WORK REQUEST »
Exactly reproduce the data from its first line through the line with "target | woman running", leaving out every line after it.

** Opening DATA EXCERPTS block **

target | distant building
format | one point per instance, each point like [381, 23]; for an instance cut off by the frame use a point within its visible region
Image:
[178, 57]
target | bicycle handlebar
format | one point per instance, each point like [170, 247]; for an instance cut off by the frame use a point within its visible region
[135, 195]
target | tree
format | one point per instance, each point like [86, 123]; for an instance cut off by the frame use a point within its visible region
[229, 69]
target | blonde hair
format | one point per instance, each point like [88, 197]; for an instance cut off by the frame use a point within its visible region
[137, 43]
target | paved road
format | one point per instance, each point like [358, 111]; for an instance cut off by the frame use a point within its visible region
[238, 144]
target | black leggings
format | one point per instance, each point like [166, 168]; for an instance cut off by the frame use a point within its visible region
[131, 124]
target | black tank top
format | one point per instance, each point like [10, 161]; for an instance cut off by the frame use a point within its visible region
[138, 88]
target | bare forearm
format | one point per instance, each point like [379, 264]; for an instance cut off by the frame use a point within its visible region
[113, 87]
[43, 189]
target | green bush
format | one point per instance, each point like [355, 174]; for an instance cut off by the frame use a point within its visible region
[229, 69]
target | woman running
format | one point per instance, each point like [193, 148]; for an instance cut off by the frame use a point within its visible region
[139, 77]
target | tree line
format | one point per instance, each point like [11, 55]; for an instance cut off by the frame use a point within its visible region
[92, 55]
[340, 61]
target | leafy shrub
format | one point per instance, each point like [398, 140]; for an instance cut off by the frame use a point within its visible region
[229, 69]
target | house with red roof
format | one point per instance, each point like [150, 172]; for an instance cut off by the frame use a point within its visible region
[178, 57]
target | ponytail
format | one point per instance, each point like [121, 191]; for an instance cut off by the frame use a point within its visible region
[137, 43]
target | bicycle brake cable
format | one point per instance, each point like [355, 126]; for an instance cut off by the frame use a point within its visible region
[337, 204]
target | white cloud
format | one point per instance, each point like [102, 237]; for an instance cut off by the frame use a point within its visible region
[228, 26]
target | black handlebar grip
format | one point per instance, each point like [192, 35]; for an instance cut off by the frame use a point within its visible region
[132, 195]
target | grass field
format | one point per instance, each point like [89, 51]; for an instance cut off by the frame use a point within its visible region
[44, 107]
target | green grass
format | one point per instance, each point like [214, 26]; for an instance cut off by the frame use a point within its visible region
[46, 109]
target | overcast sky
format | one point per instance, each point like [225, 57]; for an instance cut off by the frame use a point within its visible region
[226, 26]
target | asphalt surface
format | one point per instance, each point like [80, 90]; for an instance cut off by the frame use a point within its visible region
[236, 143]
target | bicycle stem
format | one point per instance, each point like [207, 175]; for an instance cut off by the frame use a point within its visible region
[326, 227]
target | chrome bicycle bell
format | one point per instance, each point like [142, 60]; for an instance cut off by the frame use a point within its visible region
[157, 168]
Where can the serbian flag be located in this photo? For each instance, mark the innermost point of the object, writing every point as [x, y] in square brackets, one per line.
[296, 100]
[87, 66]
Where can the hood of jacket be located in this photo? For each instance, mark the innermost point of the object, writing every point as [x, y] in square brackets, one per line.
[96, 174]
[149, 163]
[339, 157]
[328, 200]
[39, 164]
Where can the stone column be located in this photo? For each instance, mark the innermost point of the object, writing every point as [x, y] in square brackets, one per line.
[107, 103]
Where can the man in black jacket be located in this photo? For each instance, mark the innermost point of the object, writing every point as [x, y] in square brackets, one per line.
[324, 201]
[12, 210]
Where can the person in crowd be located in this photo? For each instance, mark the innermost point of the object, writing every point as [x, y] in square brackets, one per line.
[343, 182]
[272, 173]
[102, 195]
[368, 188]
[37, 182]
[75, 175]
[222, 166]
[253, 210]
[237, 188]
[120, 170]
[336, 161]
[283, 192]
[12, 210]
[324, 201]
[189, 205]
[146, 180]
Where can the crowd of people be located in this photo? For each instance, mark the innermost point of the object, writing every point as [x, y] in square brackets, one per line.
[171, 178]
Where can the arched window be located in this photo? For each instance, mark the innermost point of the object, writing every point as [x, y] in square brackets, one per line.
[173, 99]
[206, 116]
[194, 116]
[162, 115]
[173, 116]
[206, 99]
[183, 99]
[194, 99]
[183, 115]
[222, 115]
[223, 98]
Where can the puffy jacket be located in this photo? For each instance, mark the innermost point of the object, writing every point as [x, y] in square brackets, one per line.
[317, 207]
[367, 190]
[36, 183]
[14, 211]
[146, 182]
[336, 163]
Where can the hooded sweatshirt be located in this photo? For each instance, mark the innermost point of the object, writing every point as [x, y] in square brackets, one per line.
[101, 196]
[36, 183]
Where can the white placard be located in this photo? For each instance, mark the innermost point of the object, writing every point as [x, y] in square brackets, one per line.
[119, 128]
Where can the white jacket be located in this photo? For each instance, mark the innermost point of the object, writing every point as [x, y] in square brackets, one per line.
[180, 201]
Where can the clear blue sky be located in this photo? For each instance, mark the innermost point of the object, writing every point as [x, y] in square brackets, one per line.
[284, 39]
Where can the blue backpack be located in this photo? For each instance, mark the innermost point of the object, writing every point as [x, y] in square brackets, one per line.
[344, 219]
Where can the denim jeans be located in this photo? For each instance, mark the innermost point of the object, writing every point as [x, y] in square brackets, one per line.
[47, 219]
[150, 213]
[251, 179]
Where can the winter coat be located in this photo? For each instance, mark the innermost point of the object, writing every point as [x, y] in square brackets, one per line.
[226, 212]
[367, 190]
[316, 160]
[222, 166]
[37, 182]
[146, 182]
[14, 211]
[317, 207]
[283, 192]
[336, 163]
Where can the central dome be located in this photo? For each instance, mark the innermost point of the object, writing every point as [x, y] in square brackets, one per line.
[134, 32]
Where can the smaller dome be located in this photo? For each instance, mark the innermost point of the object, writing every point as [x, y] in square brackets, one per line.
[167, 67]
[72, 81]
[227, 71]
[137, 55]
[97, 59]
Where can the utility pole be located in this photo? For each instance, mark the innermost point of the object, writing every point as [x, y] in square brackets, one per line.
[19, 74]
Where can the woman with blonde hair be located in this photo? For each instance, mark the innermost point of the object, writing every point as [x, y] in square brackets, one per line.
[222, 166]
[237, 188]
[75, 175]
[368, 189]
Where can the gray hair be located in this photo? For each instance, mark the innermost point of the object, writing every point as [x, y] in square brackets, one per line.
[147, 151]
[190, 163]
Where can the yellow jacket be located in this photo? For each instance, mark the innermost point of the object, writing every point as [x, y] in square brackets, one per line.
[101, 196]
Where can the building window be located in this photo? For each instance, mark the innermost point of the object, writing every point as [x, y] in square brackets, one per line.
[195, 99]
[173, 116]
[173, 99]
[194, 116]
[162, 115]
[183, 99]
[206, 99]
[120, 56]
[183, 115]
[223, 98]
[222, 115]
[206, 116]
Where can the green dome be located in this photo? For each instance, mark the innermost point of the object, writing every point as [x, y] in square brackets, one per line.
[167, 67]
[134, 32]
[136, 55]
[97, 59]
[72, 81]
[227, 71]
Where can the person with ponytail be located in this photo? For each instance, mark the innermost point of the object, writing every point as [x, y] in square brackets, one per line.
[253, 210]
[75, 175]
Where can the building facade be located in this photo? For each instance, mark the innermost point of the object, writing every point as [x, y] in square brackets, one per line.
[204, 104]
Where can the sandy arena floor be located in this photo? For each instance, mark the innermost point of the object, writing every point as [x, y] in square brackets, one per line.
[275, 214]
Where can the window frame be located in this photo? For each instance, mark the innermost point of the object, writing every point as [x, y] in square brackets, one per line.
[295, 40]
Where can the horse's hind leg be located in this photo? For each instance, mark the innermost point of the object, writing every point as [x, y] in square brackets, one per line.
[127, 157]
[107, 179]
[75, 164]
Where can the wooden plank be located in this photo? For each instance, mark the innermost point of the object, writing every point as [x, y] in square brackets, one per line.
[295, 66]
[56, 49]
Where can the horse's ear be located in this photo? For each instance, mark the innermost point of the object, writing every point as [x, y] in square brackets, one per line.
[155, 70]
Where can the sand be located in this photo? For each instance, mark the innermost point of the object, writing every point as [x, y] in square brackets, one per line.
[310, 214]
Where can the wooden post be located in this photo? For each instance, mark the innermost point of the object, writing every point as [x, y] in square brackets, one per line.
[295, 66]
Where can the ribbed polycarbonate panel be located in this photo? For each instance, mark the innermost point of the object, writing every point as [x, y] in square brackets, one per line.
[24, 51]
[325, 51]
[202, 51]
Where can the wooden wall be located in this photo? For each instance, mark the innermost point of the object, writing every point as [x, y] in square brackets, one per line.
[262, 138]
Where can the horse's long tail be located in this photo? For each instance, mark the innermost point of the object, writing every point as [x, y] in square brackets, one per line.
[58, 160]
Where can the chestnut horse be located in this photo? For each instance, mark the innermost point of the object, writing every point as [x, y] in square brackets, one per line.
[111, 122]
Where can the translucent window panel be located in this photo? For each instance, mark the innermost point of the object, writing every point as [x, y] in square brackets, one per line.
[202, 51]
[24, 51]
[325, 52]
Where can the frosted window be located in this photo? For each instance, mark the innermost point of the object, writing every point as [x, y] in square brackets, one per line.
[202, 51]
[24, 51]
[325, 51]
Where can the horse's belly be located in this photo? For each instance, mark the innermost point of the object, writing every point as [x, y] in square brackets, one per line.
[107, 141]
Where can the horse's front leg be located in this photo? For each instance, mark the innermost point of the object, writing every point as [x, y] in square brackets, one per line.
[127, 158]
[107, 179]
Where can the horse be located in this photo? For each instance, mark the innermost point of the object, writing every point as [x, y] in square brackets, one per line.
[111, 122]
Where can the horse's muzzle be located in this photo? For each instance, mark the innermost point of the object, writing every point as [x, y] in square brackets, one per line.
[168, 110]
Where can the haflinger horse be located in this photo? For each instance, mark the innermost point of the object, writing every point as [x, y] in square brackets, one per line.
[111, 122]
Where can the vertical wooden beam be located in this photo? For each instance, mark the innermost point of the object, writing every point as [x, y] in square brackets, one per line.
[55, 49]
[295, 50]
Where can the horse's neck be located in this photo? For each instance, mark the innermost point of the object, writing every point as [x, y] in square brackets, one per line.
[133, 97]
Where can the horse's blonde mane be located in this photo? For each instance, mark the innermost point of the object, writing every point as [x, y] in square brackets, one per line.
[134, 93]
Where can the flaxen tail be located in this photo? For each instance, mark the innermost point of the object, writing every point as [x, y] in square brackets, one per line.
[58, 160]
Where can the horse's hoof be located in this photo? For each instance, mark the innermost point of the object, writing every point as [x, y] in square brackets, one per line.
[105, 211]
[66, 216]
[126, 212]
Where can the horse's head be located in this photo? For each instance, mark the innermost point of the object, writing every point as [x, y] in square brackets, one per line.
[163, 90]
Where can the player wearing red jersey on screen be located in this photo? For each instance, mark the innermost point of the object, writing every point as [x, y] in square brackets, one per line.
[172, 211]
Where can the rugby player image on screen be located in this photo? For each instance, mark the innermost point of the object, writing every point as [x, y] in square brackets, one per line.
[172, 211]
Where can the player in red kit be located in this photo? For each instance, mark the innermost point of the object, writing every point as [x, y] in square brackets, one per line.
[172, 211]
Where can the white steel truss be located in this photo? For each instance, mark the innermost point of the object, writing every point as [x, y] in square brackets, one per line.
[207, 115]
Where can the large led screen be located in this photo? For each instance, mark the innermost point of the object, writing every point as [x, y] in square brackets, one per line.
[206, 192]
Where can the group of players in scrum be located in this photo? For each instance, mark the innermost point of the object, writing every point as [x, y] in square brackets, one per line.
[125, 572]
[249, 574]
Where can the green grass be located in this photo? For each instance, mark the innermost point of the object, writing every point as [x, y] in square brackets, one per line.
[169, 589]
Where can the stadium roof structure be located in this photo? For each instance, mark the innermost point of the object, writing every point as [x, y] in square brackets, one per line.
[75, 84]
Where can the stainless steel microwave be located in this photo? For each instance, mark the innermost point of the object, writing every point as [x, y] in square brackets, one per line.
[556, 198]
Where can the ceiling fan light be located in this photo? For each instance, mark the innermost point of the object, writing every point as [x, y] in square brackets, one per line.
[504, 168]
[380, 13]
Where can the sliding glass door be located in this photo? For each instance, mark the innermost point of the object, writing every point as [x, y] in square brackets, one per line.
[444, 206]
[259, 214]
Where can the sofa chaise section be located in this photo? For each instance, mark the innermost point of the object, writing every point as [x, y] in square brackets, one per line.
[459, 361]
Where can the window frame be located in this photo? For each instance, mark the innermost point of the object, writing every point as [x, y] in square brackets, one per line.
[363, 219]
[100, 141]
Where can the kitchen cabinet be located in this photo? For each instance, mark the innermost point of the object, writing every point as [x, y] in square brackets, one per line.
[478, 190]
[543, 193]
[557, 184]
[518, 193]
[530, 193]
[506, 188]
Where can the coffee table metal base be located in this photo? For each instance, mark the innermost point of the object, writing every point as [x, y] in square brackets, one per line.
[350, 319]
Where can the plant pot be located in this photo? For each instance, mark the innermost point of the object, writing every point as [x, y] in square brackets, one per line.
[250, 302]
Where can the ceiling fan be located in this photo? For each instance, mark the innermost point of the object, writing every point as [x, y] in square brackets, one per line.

** Closing DATA EXCERPTS block **

SOLUTION FOR THIS PROBLEM »
target | distant building
format | one point per instance, each point like [381, 23]; for an instance cut off by the frame use a point within its visible region
Image:
[178, 57]
target | bicycle handlebar
format | one point per instance, each point like [170, 247]; for an instance cut off by the frame use a point within its visible region
[135, 195]
target | tree
format | one point per instance, each point like [86, 123]; for an instance cut off by the frame use a point within its visible region
[229, 69]
target | blonde hair
format | one point per instance, each point like [88, 197]; for an instance cut off by the frame use a point within its visible region
[137, 43]
target | paved road
format | one point per instance, each point like [358, 111]; for an instance cut off by the frame use a point within its visible region
[238, 144]
target | black leggings
format | one point per instance, each point like [166, 168]; for an instance cut off by the frame use a point within its visible region
[131, 124]
target | black tank top
format | one point per instance, each point like [10, 161]; for an instance cut off by the frame use a point within its visible region
[138, 88]
target | bare forearm
format | one point per instance, each point like [379, 264]; for an instance cut off by the frame use a point within its visible region
[113, 87]
[43, 189]
target | green bush
format | one point per instance, each point like [355, 174]; for an instance cut off by the frame use a point within its visible region
[229, 69]
target | woman running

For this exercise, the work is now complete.